-------- Supplied passage --------
If we do this then existing mgmt apps using QEMU who don't expect to need
to call remove-fd are going to be leaking FDs forever.

> 2) fd is closed but also removed from the appropriate list

monitor_get_fd currently leaves the FD on the list.

if all current users of that API are closing the FD
themselves, then we could change that method to remove
it from the list.

Either way the requirements in this area are pooly documented
both from QEMU's internal POV and from mgmt app public QMP pov.


Regards,
Daniel
-- 
|: https://berrange.com      -o-    https://www.flickr.com/photos/dberrange :|
|: https://libvirt.org         -o-            https://fstop138.berrange.com :|
|: https://entangle-photo.org    -o-    https://www.instagram.com/dberrange :|

Re: [Qemu-devel] [PATCH] migration: Fix handling fd protocol
Posted by Yury Kotov 5 years ago
11.04.2019, 15:39, "Daniel P. Berrangé" <berrange@redhat.com>:
> On Thu, Apr 11, 2019 at 03:31:43PM +0300, Yury Kotov wrote:
>>  11.04.2019, 15:04, "Daniel P. Berrangé" <berrange@redhat.com>:
>>  > On Wed, Apr 10, 2019 at 12:26:52PM +0300, Yury Kotov wrote:
>>  >>  Currently such case is possible for incoming:
>>  >>  QMP: add-fd (fdset = 0, fd of some file):
>>  >>      adds fd to fdset 0 and returns QEMU's fd (e.g. 33)
>>  >>  QMP: migrate-incoming (uri = "fd:33"): fd is stored in QIOChannel *ioc
>>  >>  ...
>>  >>  Incoming migration completes and unrefs ioc -> close(33)
--------
### Task list
1. Please list every web address in the signature block of the QEMU migration thread.
2. According to the QEMU migration thread, what does monitor_get_fd currently do with the FD?
3. Carry on the QEMU migration thread from its final line.
The listing further down is separate material and has no connection to the QEMU migration thread.
-------- Listing --------
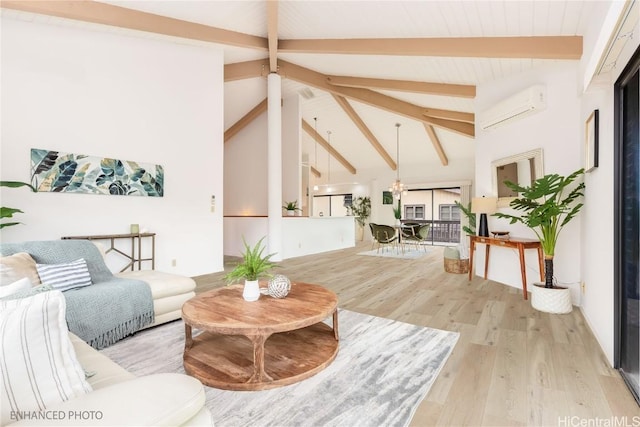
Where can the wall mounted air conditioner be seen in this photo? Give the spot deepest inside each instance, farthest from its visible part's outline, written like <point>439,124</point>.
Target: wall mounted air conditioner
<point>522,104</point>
--------
-------- Listing --------
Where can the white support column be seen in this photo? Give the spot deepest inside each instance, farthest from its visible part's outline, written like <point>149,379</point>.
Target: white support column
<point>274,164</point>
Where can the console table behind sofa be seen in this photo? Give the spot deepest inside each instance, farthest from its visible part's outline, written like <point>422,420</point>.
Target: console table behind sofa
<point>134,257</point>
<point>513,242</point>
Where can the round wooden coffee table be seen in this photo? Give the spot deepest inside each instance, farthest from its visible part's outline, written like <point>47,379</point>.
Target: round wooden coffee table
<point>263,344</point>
--------
-------- Listing --------
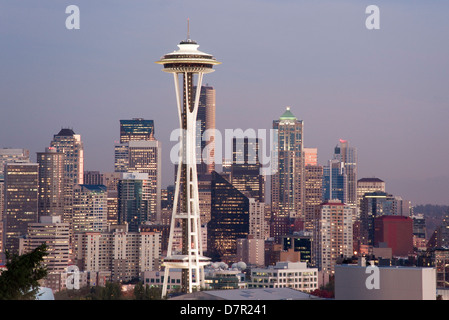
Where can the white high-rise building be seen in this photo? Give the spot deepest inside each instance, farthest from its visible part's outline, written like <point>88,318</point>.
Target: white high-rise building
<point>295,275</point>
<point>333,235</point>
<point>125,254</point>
--------
### Results for each task
1.
https://berrange.com
https://www.flickr.com/photos/dberrange
https://libvirt.org
https://fstop138.berrange.com
https://entangle-photo.org
https://www.instagram.com/dberrange

2. It leaves the FD on the list.

3.
>>  >>  QMP: remove-fd (fdset = 0, fd = 33):
>>  >>      removes fd from fdset 0 and qemu_close() -> close(33) => double close
>>  >
>>  > IMHO this is user error.
>>  >
>>  > You've given the FD to QEMU and told it to use it for migration.
>>  >
>>  > Once you've done that you should not be calling remove-fd.
>>  >
>>  > remove-fd should only be used in some error code path. ie if you
>>  > have called add-fd, and then some failure means you've decided you
>>  > can't invoke 'migrate-incoming'. Now you should call "remove-fd".
>>  >
>>  > AFAIK, we have never documented that 'add-fd' must be paired
>>  > with 'remove-fd'.
>>  >
>>  > IOW, I think this "fix" is in fact not a fix - it is instead
>>  > changing the semantics of when "remove-fd" should be used.
>>  >
>>
>>  I think it might be user's error but fd is still in cur_mon->fds (in getfd case)
>>  or in mon_fdsets (in add-fd case). So if fd is still exists in the lists why
>>  user can't close/remove it?
>>
>>  So, there are 2 valid options:
>>  1) fd is still valid after migration (dup)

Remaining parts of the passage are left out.